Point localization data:
=-=-=-=-=

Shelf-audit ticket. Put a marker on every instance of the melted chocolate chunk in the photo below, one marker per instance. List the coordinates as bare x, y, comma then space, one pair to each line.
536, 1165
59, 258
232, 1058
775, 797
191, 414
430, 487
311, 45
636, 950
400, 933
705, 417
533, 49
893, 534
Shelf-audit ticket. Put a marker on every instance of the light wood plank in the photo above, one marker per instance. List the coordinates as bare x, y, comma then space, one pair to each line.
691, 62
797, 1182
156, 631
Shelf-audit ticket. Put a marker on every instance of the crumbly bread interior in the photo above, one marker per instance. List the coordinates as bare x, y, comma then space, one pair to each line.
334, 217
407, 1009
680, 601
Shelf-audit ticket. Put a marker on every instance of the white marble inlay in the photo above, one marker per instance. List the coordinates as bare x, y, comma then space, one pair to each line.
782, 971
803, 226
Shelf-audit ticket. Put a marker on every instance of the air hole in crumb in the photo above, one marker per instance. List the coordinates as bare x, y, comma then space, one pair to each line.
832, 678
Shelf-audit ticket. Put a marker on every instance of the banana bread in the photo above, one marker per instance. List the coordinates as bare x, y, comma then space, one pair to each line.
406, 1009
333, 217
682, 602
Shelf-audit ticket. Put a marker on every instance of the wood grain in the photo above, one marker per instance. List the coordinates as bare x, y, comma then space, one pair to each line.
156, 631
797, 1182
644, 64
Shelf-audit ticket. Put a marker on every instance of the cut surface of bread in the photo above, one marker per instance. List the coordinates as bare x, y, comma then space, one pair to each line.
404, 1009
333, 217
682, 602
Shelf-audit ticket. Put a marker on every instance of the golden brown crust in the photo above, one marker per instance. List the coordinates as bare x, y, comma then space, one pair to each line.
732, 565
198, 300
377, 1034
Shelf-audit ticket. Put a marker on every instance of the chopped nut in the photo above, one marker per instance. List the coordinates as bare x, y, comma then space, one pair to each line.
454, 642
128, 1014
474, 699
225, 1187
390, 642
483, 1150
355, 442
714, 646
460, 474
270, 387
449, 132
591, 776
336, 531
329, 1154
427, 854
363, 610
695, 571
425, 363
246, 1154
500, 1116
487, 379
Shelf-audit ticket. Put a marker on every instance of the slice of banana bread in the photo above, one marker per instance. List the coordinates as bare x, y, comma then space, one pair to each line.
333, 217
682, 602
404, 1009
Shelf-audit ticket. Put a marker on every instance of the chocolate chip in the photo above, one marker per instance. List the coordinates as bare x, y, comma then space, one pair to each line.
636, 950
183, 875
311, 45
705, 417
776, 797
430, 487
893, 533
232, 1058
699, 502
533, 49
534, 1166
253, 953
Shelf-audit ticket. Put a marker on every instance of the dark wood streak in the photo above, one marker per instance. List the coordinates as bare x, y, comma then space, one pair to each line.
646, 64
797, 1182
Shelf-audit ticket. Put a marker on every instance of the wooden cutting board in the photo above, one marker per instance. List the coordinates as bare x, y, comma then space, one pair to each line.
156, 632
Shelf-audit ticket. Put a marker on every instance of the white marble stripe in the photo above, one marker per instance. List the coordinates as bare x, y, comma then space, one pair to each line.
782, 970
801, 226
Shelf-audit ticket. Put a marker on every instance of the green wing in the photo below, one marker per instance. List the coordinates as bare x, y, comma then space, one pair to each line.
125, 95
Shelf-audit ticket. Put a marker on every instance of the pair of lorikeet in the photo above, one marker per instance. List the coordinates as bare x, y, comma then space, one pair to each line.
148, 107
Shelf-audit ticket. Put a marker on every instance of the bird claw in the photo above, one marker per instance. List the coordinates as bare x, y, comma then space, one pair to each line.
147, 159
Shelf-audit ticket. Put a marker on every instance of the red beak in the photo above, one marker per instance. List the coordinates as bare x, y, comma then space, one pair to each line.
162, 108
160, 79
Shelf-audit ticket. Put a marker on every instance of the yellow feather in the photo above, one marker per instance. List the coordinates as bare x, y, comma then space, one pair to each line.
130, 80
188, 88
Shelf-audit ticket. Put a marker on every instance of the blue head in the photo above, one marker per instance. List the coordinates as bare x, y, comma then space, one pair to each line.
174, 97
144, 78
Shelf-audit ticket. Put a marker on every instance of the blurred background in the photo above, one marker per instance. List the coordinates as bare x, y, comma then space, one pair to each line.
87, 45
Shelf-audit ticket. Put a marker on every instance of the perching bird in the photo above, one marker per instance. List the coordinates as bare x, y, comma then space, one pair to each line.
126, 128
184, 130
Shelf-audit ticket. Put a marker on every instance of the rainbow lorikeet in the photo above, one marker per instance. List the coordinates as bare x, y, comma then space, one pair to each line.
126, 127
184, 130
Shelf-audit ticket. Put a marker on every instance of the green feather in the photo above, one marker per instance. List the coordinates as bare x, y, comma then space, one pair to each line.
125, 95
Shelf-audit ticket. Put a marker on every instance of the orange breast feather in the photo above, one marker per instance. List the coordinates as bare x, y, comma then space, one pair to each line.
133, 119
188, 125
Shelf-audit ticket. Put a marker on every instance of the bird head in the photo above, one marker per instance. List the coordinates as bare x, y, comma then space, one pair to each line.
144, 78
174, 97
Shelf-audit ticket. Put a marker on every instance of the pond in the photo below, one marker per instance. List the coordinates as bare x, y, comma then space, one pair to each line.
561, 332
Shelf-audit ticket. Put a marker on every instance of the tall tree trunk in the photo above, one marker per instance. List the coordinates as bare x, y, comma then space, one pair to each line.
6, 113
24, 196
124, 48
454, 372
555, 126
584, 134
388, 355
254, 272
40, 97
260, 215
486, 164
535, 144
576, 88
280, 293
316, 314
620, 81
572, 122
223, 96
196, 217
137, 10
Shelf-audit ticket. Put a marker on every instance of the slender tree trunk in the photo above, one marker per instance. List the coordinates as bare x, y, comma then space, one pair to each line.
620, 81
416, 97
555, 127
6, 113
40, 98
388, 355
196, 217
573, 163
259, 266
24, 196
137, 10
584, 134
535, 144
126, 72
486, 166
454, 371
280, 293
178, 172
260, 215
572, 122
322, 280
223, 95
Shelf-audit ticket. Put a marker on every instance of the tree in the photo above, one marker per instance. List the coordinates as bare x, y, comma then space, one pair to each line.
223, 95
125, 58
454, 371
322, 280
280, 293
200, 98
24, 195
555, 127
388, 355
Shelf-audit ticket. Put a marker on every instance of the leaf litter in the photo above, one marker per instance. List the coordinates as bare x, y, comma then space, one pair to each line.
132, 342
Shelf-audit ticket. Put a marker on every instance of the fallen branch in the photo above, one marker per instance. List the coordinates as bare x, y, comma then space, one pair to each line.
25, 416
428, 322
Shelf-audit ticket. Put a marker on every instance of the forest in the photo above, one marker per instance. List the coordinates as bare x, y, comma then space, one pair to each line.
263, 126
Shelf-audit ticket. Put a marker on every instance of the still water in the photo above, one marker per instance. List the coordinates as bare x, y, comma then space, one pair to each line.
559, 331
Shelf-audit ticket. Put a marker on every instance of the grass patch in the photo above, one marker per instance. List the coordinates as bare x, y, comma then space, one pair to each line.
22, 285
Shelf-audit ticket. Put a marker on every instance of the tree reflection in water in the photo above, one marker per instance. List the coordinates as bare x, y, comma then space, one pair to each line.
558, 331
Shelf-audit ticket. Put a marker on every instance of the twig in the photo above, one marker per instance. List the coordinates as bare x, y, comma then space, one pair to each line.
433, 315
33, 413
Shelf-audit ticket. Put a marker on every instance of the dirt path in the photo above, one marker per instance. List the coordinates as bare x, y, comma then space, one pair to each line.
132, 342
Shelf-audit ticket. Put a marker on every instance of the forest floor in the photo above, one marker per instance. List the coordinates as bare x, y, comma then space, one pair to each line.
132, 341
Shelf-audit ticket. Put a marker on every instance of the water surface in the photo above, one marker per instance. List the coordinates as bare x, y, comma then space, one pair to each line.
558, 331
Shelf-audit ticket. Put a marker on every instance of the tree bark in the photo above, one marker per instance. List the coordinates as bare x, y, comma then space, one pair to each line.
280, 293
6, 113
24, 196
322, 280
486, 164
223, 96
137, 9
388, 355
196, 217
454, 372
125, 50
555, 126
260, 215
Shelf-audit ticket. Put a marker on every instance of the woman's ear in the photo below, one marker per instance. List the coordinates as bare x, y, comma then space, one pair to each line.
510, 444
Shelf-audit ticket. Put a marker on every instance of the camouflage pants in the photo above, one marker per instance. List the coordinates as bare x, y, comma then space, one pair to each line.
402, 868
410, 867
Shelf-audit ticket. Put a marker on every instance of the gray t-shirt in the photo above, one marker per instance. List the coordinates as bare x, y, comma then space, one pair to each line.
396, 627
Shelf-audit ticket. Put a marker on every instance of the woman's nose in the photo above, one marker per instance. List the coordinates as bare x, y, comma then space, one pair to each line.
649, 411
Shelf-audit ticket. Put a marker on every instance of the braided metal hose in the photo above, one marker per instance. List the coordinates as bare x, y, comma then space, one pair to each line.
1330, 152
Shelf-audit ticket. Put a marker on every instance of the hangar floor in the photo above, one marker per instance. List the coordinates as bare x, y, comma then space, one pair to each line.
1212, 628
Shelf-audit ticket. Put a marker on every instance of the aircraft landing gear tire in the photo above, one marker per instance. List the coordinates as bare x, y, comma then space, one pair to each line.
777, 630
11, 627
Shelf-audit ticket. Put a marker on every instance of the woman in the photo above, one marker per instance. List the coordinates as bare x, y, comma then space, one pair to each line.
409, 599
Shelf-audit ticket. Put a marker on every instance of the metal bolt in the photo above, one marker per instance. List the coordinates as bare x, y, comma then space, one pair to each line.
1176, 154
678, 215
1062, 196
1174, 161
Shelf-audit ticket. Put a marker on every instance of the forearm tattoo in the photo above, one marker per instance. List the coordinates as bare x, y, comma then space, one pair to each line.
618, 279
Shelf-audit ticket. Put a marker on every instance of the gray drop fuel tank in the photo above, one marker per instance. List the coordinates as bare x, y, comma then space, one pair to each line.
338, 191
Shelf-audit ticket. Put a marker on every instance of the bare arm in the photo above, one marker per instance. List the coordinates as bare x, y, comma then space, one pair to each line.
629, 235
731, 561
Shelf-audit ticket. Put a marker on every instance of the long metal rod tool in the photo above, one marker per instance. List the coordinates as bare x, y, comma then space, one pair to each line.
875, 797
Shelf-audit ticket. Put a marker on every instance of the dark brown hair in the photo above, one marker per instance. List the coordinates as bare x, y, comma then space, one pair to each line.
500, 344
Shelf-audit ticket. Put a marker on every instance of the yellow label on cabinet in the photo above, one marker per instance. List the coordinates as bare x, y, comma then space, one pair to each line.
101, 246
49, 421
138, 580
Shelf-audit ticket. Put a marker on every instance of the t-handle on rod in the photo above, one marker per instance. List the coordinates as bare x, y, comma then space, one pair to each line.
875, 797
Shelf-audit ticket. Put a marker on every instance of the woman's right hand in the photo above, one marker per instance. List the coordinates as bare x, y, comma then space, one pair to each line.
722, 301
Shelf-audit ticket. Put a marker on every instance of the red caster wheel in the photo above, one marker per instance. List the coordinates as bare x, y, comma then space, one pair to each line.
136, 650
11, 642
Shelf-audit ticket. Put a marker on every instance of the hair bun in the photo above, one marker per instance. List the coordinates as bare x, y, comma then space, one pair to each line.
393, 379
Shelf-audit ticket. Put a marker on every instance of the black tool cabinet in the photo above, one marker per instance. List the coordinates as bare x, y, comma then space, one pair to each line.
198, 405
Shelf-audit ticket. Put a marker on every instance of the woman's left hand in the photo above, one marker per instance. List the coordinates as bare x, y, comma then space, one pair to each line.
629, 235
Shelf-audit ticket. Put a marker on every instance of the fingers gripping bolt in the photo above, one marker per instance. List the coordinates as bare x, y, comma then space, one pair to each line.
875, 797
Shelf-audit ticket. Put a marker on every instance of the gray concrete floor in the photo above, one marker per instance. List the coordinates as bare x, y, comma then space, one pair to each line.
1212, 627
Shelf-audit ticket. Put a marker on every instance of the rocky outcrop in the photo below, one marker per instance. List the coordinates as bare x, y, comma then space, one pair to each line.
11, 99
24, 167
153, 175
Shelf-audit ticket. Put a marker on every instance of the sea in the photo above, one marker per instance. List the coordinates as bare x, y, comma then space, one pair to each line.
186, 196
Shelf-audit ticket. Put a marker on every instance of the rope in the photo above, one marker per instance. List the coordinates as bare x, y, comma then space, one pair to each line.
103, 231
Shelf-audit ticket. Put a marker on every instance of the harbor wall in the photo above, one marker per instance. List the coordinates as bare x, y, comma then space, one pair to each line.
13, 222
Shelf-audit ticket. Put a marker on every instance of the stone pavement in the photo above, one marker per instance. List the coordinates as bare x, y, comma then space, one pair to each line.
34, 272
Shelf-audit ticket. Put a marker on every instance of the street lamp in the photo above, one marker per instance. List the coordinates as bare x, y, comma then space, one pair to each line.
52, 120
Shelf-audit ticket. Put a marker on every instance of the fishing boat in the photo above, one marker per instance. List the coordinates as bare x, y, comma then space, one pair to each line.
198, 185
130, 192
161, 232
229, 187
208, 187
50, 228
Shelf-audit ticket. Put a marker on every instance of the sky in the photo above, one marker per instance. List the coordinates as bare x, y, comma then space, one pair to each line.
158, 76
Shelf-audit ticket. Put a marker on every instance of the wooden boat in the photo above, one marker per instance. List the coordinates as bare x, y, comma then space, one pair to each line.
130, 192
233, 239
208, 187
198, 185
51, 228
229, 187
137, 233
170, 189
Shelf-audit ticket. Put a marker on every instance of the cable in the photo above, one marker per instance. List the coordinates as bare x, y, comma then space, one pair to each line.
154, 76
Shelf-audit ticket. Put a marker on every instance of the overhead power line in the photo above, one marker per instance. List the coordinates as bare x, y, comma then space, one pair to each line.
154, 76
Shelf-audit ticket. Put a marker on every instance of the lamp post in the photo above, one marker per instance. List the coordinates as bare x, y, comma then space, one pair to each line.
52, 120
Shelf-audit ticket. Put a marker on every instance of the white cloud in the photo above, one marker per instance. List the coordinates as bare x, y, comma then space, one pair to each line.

=-=-=-=-=

Requirement:
From the line containing "the wooden boat" through the last line of the entries above, print each line exactly as it stands.

Solved exercise:
Shelf-audit ticket. Put a marker on every instance of the wooden boat in the photo above, one marker per instance. List the coordinates as bare x, y, comma then space, one pair to each line.
130, 192
233, 239
208, 187
198, 185
51, 228
229, 187
137, 233
170, 189
Shelf-audit ticket. Put a marker on every instance of the cable in the photo above, one marker per instance. List the coordinates as bare x, y, comma then space, one pair to each line.
154, 76
Shelf-audit ticket. Put a marker on every instance of the overhead power line in the photo above, one marker per instance. List the coordinates as bare x, y, comma then space, one pair to each line.
154, 76
Shelf-audit ticket. Put a marker on every instance of the lamp post in the photo above, one marker per instance. List the coordinates as bare x, y, comma then space, one pair to each line.
52, 120
Shelf-audit ticket. Put a marker on every instance of the white cloud in the photo above, one marker per instance. List the coordinates as bare x, y, comma then space, one pair to each line.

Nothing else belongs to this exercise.